[TASK INPUTS — start]
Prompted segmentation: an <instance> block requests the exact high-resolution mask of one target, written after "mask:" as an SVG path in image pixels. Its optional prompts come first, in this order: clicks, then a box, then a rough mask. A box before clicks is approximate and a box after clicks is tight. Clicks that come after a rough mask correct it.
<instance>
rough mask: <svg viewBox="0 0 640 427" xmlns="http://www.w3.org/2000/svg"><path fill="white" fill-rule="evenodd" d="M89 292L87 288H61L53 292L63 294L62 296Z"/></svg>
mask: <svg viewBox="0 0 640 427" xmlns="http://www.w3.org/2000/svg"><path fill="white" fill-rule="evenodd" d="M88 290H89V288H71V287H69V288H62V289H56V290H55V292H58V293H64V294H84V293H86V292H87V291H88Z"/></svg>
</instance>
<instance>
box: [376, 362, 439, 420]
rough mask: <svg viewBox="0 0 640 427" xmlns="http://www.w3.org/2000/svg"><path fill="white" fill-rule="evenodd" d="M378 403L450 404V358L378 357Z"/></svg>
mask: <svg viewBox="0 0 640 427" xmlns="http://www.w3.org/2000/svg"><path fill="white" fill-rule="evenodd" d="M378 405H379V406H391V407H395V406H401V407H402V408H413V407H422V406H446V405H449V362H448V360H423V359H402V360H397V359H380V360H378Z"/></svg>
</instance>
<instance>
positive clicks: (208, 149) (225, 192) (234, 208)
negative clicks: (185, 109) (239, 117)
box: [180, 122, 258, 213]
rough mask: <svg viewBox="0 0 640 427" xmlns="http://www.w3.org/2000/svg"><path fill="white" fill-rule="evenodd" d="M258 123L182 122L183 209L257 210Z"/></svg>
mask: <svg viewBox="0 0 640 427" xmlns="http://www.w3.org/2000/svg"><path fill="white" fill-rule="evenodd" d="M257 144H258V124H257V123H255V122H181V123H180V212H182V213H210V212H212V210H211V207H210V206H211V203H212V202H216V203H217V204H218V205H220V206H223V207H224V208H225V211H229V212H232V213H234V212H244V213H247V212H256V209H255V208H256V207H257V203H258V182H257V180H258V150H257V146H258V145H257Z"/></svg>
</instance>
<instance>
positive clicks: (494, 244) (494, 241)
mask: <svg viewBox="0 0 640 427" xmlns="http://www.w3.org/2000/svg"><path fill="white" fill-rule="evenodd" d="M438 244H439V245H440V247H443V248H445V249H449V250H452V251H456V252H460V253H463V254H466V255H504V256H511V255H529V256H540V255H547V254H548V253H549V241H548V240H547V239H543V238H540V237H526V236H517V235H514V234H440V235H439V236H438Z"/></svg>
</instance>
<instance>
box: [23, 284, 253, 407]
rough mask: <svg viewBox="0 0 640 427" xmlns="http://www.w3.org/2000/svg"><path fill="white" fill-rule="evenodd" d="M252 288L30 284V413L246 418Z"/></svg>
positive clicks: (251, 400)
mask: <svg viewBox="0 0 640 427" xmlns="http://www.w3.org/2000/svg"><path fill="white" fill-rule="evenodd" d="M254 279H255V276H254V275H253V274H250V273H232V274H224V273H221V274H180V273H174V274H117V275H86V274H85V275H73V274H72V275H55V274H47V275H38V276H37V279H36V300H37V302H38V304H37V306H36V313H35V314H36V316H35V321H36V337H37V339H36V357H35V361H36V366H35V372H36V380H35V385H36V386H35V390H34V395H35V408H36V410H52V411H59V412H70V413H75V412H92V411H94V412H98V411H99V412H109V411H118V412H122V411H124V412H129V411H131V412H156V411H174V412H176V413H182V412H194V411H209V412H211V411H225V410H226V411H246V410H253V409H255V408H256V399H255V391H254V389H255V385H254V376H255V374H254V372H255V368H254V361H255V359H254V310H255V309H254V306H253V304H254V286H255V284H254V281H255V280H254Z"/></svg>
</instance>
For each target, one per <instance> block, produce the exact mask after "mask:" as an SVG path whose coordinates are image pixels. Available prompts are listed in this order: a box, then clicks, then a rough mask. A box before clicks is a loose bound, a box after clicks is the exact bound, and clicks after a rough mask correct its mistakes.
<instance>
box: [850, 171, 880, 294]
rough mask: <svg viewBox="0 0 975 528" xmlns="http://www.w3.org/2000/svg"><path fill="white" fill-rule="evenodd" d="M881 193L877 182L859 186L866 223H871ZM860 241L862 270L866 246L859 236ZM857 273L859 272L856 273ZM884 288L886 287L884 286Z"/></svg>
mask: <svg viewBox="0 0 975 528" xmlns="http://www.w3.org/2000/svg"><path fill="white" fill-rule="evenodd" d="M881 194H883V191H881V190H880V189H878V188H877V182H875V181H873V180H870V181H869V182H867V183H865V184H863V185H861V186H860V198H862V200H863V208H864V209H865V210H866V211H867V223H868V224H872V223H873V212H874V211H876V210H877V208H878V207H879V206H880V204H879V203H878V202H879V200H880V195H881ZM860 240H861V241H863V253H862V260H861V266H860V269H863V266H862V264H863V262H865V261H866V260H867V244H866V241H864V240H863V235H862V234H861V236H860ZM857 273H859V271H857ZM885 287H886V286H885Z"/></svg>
[TASK INPUTS — finish]
### EXERCISE AIM
Without leaving anything out, give the entries again exactly.

### RESPONSE BOX
Prompted segmentation: an <instance> block requests the exact high-resolution mask of one target, written after "mask:" as an SVG path in image pixels. Its optional prompts come first, in this order: clicks, then a box, then a rough mask. A box before clicks is approximate and a box after clicks is tight. Clicks that come after a rough mask correct it.
<instance>
rough mask: <svg viewBox="0 0 640 427" xmlns="http://www.w3.org/2000/svg"><path fill="white" fill-rule="evenodd" d="M89 292L87 288H61L53 292L63 294L62 296Z"/></svg>
mask: <svg viewBox="0 0 640 427" xmlns="http://www.w3.org/2000/svg"><path fill="white" fill-rule="evenodd" d="M88 290H89V288H71V287H69V288H62V289H56V290H55V292H58V293H64V294H84V293H86V292H87V291H88Z"/></svg>
</instance>
<instance>
box: [376, 362, 439, 420]
rough mask: <svg viewBox="0 0 640 427" xmlns="http://www.w3.org/2000/svg"><path fill="white" fill-rule="evenodd" d="M378 403L450 404V358L378 357Z"/></svg>
mask: <svg viewBox="0 0 640 427" xmlns="http://www.w3.org/2000/svg"><path fill="white" fill-rule="evenodd" d="M378 405H379V406H391V407H395V406H401V407H402V408H413V407H422V406H446V405H449V362H448V360H423V359H402V360H397V359H380V360H378Z"/></svg>
</instance>
<instance>
positive clicks: (208, 149) (225, 192) (234, 208)
negative clicks: (185, 109) (239, 117)
box: [180, 122, 258, 213]
rough mask: <svg viewBox="0 0 640 427" xmlns="http://www.w3.org/2000/svg"><path fill="white" fill-rule="evenodd" d="M258 123L182 122L183 209L257 210Z"/></svg>
mask: <svg viewBox="0 0 640 427" xmlns="http://www.w3.org/2000/svg"><path fill="white" fill-rule="evenodd" d="M257 144H258V124H257V123H255V122H181V123H180V212H182V213H210V212H212V210H211V207H210V206H211V203H212V202H216V203H217V204H218V205H220V206H223V207H224V208H225V211H229V212H232V213H234V212H244V213H247V212H256V209H255V208H256V207H257V203H258V182H257V180H258V150H257V146H258V145H257Z"/></svg>
</instance>
<instance>
positive clicks: (494, 244) (494, 241)
mask: <svg viewBox="0 0 640 427" xmlns="http://www.w3.org/2000/svg"><path fill="white" fill-rule="evenodd" d="M438 244H439V245H440V247H443V248H445V249H449V250H452V251H456V252H460V253H463V254H466V255H504V256H511V255H529V256H540V255H547V254H548V253H549V241H548V240H547V239H543V238H540V237H526V236H517V235H514V234H440V235H439V236H438Z"/></svg>
</instance>
<instance>
box: [23, 284, 253, 407]
rough mask: <svg viewBox="0 0 640 427" xmlns="http://www.w3.org/2000/svg"><path fill="white" fill-rule="evenodd" d="M252 288L30 284V413L246 418Z"/></svg>
positive clicks: (251, 400)
mask: <svg viewBox="0 0 640 427" xmlns="http://www.w3.org/2000/svg"><path fill="white" fill-rule="evenodd" d="M254 279H255V276H254V275H253V274H250V273H232V274H224V273H221V274H180V273H174V274H117V275H86V274H85V275H73V274H72V275H55V274H47V275H38V276H37V279H36V300H37V302H38V304H37V306H36V313H35V314H36V316H35V321H36V337H37V339H36V357H35V361H36V366H35V372H36V380H35V385H36V386H35V390H34V395H35V408H36V410H52V411H59V412H70V413H75V412H92V411H94V412H98V411H99V412H109V411H118V412H122V411H124V412H129V411H131V412H156V411H174V412H176V413H182V412H194V411H209V412H211V411H225V410H226V411H246V410H253V409H255V408H256V399H255V391H254V389H255V385H254V376H255V374H254V372H255V368H254V361H255V359H254V310H255V309H254V306H253V304H254V286H255V284H254V281H255V280H254Z"/></svg>
</instance>
For each target, one per <instance> block, produce the exact mask after "mask:" as an SVG path whose coordinates are image pixels. Available prompts are listed in this order: a box, then clicks, then a rough mask. A box before clicks is a loose bound, a box after clicks is the exact bound, and clicks after a rough mask correct its mistakes.
<instance>
box: [850, 171, 880, 294]
rough mask: <svg viewBox="0 0 975 528" xmlns="http://www.w3.org/2000/svg"><path fill="white" fill-rule="evenodd" d="M881 193L877 182L859 186L866 223H871ZM860 241L862 270L866 246L859 236ZM857 273L859 272L856 273ZM884 288L886 287L884 286Z"/></svg>
mask: <svg viewBox="0 0 975 528" xmlns="http://www.w3.org/2000/svg"><path fill="white" fill-rule="evenodd" d="M881 194H883V191H881V190H880V189H878V188H877V182H875V181H873V180H870V181H869V182H867V183H865V184H863V185H861V186H860V198H862V200H863V208H864V209H865V210H866V211H867V223H868V224H872V223H873V212H874V211H876V210H877V208H878V207H879V206H880V204H879V203H878V202H879V200H880V195H881ZM860 240H861V241H863V253H862V260H861V266H860V269H863V266H862V264H863V262H865V261H866V260H867V244H866V241H864V240H863V235H862V234H861V236H860ZM857 273H859V271H857ZM885 287H886V286H885Z"/></svg>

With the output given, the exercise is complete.